I agree on these Classic woofers though George, they are quite nice. The 25W/8565-00 is very resolving in my demo room setup. 


Cheers


----------



## Jscoyne2 (Oct 29, 2014)

captainobvious said:


> MR16p or MW16p? The MR is the midrange design with less xmax and a little higher sensitivity. MW16p would be a better choice for 2-way in a door.


The MR. Its a 3 way with the Sls midbass and alpine tweets

Sent from my SGH-M919 using Tapatalk


----------



## GreatLaBroski (Jan 20, 2018)

captainobvious said:


> Jscoyne2 said:
> 
> 
> > I have the satori mr16p-4 in my door pods. They sound fantastic. I could get you an open door FR if you'd like.
> ...




My MW16P-8’s sound amazing into the midrange and offer clarity down in the midbass range that blew me away. I’m going to either run them in the doors well sealed, or the 7.5” versions (MW19P-8) sealed in small .25 cuft 3D printed polycarbonate enclosures in my doors.

The 8-ohm versions model really well down low in the enclosure size of a car door. My MW16P-8’s have higher QTS than advertised st 0.429 and QMS of 5.5xx.

Ive been interested in the Satori 9.5” one’s too, but no space for them in my car. I’d love someone to give them a shot and report back.


----------



## SSSnake (Mar 8, 2007)

> Ive been interested in the Satori 9.5” one’s too, but no space for them in my car. I’d love someone to give them a shot and report back.


I have been looking at this one as well but the mounting depth is higher than the Scan discovery. Beautiful driver with great specs though.


----------



## cvjoint (Mar 10, 2006)

captainobvious said:


> Looks like the paper cone version which I have has a slightly lower FS, lower Le and stated higher sensitivity but looking at the FR graph, that's probably only because of the rise in response around 1k...so really pretty comparable sensitivity. The paper cone version with the shorter coil sacrifices in xmax (1mm less, but same xmech) and power handling. Your aluminum cone version also has smoother response from 500hz-1Khz.
> I'd be interested in hearing those side by side with mine. I don't know that it would necessarily be worth the change though for a couple reasons...
> 
> 1. No gain in sensitivity
> ...
- - -
What you have to do: In the car audio forum thread above, what QTS does the poster measure for the MW16P-8 drivers? The lines here come from a different source than the forum thread.

Provided data:
- - -
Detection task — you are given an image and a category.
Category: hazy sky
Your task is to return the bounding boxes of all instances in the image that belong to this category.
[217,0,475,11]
- - -
Complete output: 0.429